Excerto do texto:
◇ ◇ ◇

O Governo minoritário de Sócrates e a "maioria negativa" que o 'derrubou'
Há quatro anos, José Sócrates venceu sem maioria as eleições legislativas e ao longo de quase dois anos foi obrigado a negociar e fazer cedências, com a oposição a conseguir impor medidas contra a vontade dos socialistas.
Quatro anos depois, e na véspera de a Assembleia
da República se reunir pela primeira vez para a XIII legislatura, ainda é
incerto se o país voltará a ter um Governo sem apoio parlamentar
maioritário.
Contudo, a verdade é que o executivo socialista chegou à Assembleia da República para discutir o seu programa sem acordos à esquerda ou à direita, dando o 'mote' para uma legislatura conturbada, onde os momentos de tensão parlamentar se foram sucedendo.
Precisamente dois meses depois das eleições, a 27 de novembro, acontecia a primeira 'vitória' da oposição parlamentar, que impôs a aprovação de 11 diplomas com medidas "anticrise" do PSD, CDS-PP e PCP, nomeadamente o adiamento para janeiro de 2011 da entrada em vigor do Condigo Contributo e a extinção do Pagamento Especial por Conta.
"Deslealdade", comentou o então primeiro-ministro, que considerou "absolutamente inacreditável" que nas primeiras semanas com o novo parlamento e ainda antes da discussão do Orçamento do Estado, os partidos da oposição tenham aprovado propostas que aumentavam a despesa em "mais de dois mil milhões de euros".
"Houve hoje uma completa indiferença em relação às condições de governabilidade. Não podem pedir ao Governo do PS que governe na base dos programas dos partidos que perderam as eleições", corroborou o então ministro dos Assuntos Parlamentares, Jorge Lacão, falando mesmo numa "maioria negativa".

◇ ◇ ◇

Enunciado:
Prossiga o texto sobre o Governo minoritário de Sócrates a partir da última frase apresentada.

Descrições de regiões em linguagem natural
◇ ◇ ◇

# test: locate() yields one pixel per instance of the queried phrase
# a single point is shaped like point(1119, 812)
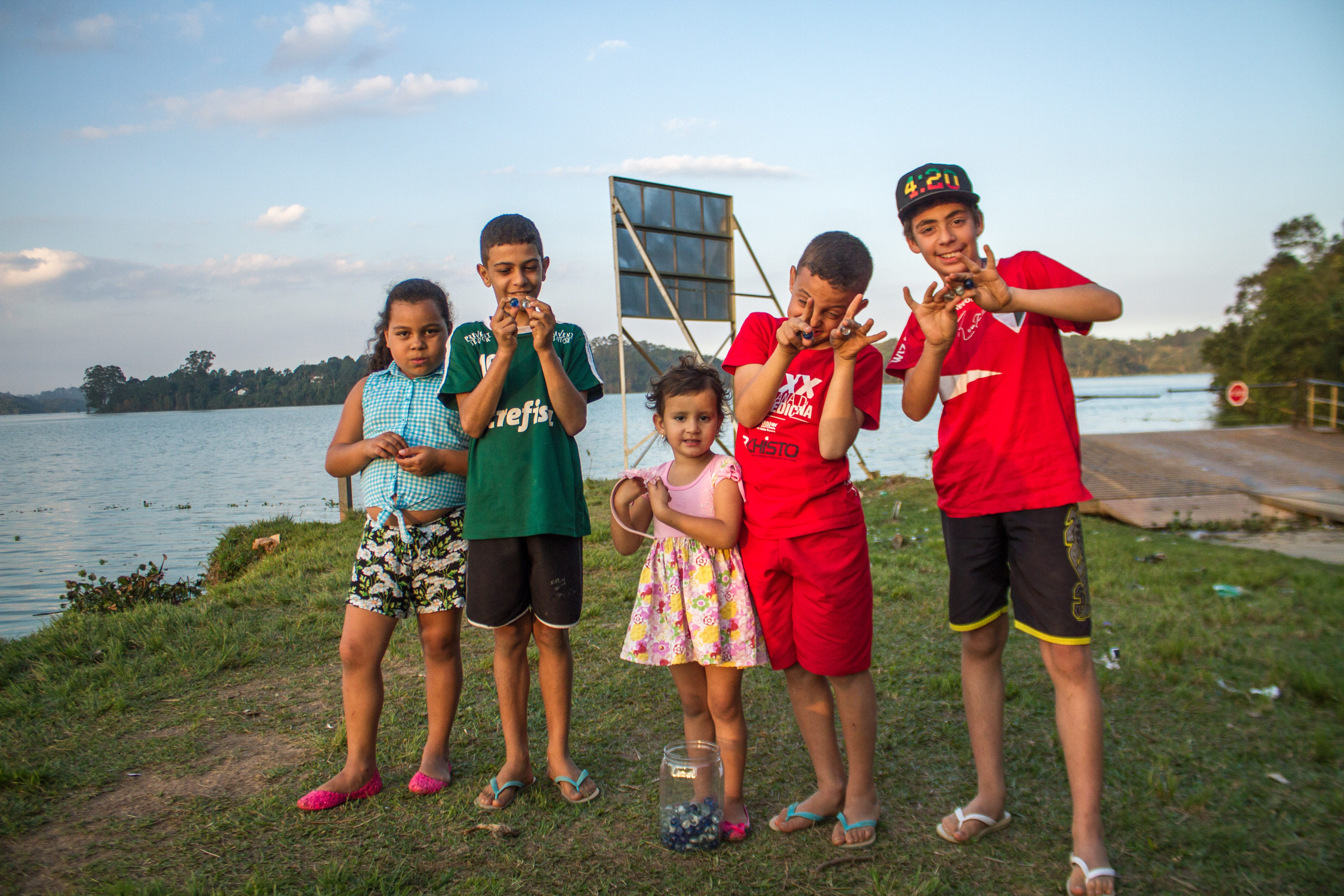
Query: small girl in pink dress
point(694, 612)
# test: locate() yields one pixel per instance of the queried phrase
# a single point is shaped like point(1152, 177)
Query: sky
point(250, 178)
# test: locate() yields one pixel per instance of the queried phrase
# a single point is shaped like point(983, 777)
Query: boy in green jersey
point(522, 383)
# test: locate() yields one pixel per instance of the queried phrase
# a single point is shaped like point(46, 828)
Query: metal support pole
point(346, 496)
point(760, 271)
point(658, 281)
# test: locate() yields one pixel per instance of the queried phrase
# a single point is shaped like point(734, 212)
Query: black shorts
point(1037, 554)
point(542, 574)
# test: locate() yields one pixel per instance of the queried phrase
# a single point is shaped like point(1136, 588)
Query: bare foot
point(350, 780)
point(570, 770)
point(857, 809)
point(980, 805)
point(439, 769)
point(1096, 856)
point(487, 799)
point(818, 804)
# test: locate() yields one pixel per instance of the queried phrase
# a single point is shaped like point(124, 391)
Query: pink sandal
point(320, 800)
point(736, 834)
point(423, 785)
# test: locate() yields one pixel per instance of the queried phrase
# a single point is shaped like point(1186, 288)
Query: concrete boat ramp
point(1215, 476)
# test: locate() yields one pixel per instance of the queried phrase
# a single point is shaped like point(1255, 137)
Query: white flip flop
point(991, 825)
point(1090, 874)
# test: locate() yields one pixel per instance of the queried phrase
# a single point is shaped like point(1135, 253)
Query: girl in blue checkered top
point(412, 454)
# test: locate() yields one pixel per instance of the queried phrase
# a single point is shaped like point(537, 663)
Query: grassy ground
point(229, 710)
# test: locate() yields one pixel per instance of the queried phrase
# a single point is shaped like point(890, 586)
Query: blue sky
point(249, 178)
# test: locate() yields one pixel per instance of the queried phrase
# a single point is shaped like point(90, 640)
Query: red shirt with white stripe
point(791, 489)
point(1009, 436)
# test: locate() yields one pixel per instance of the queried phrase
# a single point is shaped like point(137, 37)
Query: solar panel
point(687, 236)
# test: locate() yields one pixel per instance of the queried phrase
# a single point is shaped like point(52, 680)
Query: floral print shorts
point(426, 573)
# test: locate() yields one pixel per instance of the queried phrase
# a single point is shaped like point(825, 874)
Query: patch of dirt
point(53, 855)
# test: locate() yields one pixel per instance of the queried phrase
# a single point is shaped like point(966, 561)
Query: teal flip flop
point(858, 824)
point(498, 789)
point(794, 812)
point(577, 786)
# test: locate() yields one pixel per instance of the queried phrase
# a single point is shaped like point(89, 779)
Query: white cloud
point(194, 23)
point(103, 134)
point(280, 218)
point(316, 100)
point(663, 166)
point(607, 46)
point(38, 265)
point(683, 125)
point(54, 275)
point(327, 31)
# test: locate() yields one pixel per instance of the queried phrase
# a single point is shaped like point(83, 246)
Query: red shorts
point(814, 594)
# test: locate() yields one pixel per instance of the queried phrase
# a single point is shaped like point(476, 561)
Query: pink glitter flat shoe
point(320, 800)
point(736, 834)
point(423, 785)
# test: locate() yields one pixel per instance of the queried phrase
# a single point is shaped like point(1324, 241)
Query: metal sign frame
point(621, 222)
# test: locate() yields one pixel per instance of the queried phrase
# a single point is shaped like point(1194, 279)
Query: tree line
point(197, 387)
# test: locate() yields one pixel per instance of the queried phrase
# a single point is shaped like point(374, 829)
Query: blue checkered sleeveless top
point(410, 408)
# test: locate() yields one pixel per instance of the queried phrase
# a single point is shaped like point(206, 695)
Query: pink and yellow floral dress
point(693, 605)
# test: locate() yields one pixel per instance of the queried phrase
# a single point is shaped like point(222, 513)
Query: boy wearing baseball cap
point(1009, 479)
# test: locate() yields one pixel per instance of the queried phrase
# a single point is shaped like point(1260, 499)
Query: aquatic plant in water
point(144, 585)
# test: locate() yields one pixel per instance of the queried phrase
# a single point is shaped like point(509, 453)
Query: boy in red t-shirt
point(1009, 480)
point(804, 386)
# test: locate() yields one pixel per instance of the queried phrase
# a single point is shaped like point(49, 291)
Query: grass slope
point(226, 711)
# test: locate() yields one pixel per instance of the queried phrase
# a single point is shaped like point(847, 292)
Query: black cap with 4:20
point(930, 182)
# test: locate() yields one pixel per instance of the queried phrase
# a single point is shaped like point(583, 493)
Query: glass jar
point(690, 796)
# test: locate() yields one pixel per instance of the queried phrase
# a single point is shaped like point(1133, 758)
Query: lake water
point(130, 488)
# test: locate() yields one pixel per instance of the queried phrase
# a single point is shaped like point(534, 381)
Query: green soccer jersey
point(523, 476)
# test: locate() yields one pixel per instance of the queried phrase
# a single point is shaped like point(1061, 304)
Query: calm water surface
point(128, 488)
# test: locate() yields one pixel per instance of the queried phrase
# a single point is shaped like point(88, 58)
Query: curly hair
point(687, 378)
point(412, 292)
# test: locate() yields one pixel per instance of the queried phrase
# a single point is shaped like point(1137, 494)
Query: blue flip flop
point(498, 789)
point(858, 824)
point(794, 812)
point(577, 786)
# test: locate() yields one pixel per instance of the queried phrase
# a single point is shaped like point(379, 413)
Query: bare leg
point(1079, 719)
point(513, 680)
point(363, 641)
point(556, 675)
point(857, 701)
point(730, 733)
point(983, 694)
point(443, 648)
point(815, 711)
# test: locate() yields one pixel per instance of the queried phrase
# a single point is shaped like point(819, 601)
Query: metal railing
point(1332, 404)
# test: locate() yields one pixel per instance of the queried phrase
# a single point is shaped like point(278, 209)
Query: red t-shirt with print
point(1009, 436)
point(791, 488)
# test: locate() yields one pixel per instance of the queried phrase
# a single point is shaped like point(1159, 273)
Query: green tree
point(198, 363)
point(1287, 323)
point(100, 383)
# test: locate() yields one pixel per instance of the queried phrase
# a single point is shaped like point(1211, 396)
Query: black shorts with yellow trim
point(1037, 555)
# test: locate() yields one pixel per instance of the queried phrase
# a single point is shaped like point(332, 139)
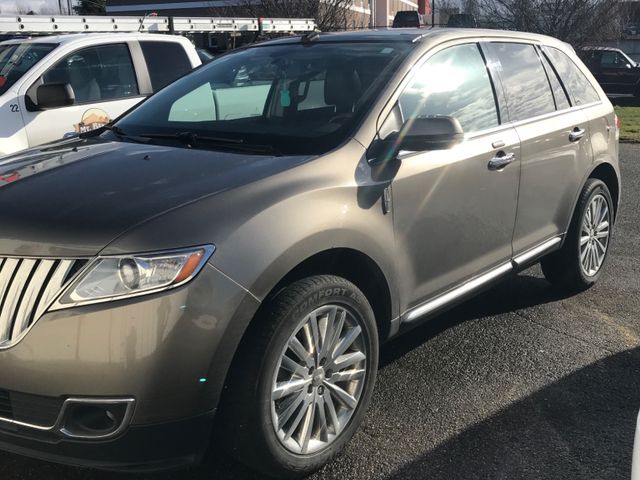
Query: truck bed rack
point(46, 24)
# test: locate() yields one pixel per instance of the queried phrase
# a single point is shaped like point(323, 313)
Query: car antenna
point(311, 36)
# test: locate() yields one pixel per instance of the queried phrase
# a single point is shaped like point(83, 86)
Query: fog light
point(94, 418)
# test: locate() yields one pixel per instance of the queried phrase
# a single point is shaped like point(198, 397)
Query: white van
point(57, 86)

◇ ◇ ◇

Resposta escrita:
Ao longo de 2010, as sexta-feiras - dia da semana em que tradicionalmente decorrem as votações na Assembleia da República - continuaram a ser agitadas, com a oposição a insistir no confronto às políticas seguidas pelo Governo de José Sócrates.
Por vezes, o próprio grupo parlamentar socialista surpreendia e juntava-se à maioria, como aconteceu em janeiro, quando o PS e o BE aprovaram a proposta dos CDS-PP para aumentar o subsídio de desemprego para casais desempregados, dias depois da então ministra do Trabalho, Helena André, ter recusado a medida, afirmando não existirem "razões objetivas" que a justificassem e que o Governo "não está convencido da racionalidade dessa medida".
O fim dos prémios dos gestores públicos no ano de 2010, a obrigação do Estado a pagar juros de mora quando se atrasar nos pagamentos aos fornecedores, alterações ao Estatuto do Aluno, foram outros dos diplomas da oposição aprovados.
A discussão sobre a introdução das portagens na SCUT esteve também em cima da mesa. Primeiro a oposição conseguiu aprovar na generalidade a revogação do sistema de identificação eletrónica de veículos, mas PS e PSD acabaram por chegar a acordo para alterar os decretos do Governo relativos ao pagamento das portagens nas SCUT.
Antes das férias parlamentares, o CDS-PP conseguiu ainda aprovar um projeto de lei para reduzir os vencimentos dos membros dos gabinetes do Governo, dos presidentes e vereadores de Câmaras Municipais, governadores civis e dos gabinetes da Assembleia da República.
Ao todo, na primeira sessão legislativa, os partidos da oposição conseguiram aprovar 13 apreciações parlamentares e 59 projetos de lei.
Nos seis meses que durou a segunda e última sessão legislativa da XVIII Legislatura, a oposição conseguiu ainda aprovar alguns diplomas, como a dispensa gratuita de medicamentos após alta de internamento pelos serviços farmacêuticos dos hospitais integrados no Serviço Nacional de Saúde ou a cessação de vigência do decreto-lei do Governo que introduzia alterações curriculares no ensino básico.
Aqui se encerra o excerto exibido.